▸ AIM
Continue the forum thread below about calculating each team's home-win percentage, starting right after its last sentence.

I have a df with two categorical variables: team and home_win. I would like to obtain percentage of home wins per team (1 = home_win; 2 = home_loss). However, I can't figure out how to use two catergorical variables two create a percentage.
Please help!
team | home_win | total_games |
---|---|---|
"red" | 1 | 3 |
"blue | 1 | 1 |
"orange" | 2 | 1 |
"red" | 1 | 3 |
"red" | 2 | 3 |
data.frame(
team = c("red", "blue", "orange", "red", "red"),
home_win = c(1, 1, 2, 1, 2),
total_games = c(3, 1, 1, 3, 3)
)
team | home_win | total_games | percentage |
---|---|---|---|
"red" | 1 | 3 | 66.66 |
"blue | 1 | 1 | 100 |
"orange" | 2 | 1 | 0 |
"red" | 1 | 3 | 66.66 |
"red" | 2 | 3 | 66.66 |
You could try this. If we exchange the 2
for 0
, we can simply take the mean for each team.

▸ DATA SHOWN
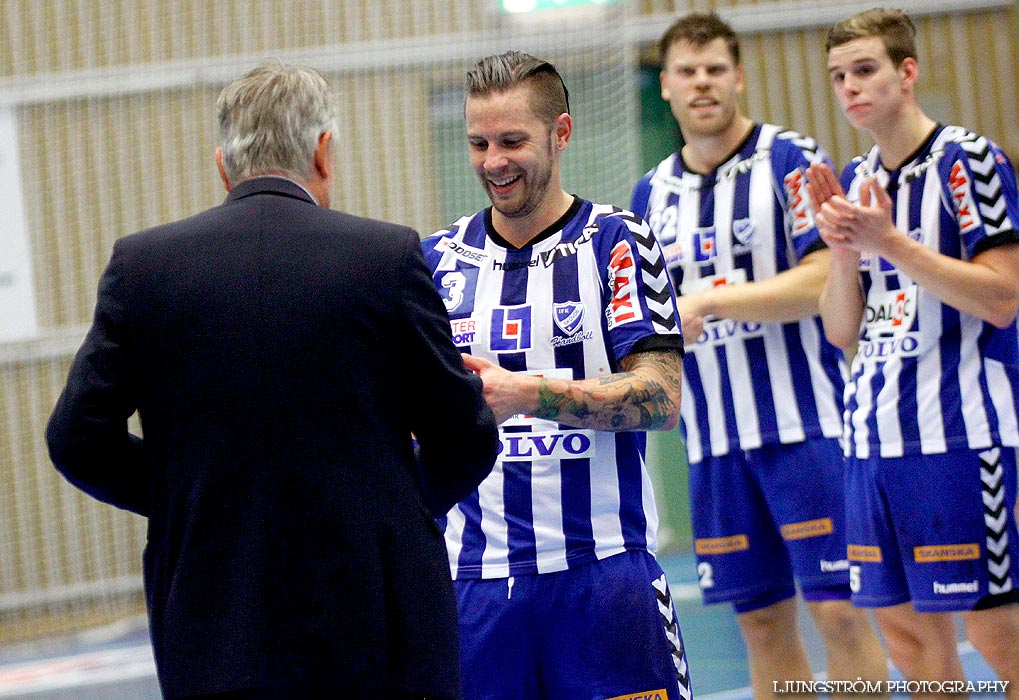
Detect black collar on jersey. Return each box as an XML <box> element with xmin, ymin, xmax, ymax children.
<box><xmin>485</xmin><ymin>195</ymin><xmax>583</xmax><ymax>251</ymax></box>
<box><xmin>877</xmin><ymin>122</ymin><xmax>945</xmax><ymax>173</ymax></box>
<box><xmin>680</xmin><ymin>123</ymin><xmax>761</xmax><ymax>176</ymax></box>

▸ THE RESPONSE
library(dplyr)
dat$home_win = as.numeric(gsub(2, 0, dat$home_win))
> dat %>% group_by(team) %>% summarise(win_perc = mean(home_win) * 100)
# A tibble: 3 × 2
team win_perc
<chr> <dbl>
1 blue 100
2 orange 0
3 red 66.7
Or if you want to keep the other cols:
dat$home_win = as.numeric(gsub(2, 0, dat$home_win))
dat %>% group_by(team) %>% mutate(win_perc = mean(home_win) * 100)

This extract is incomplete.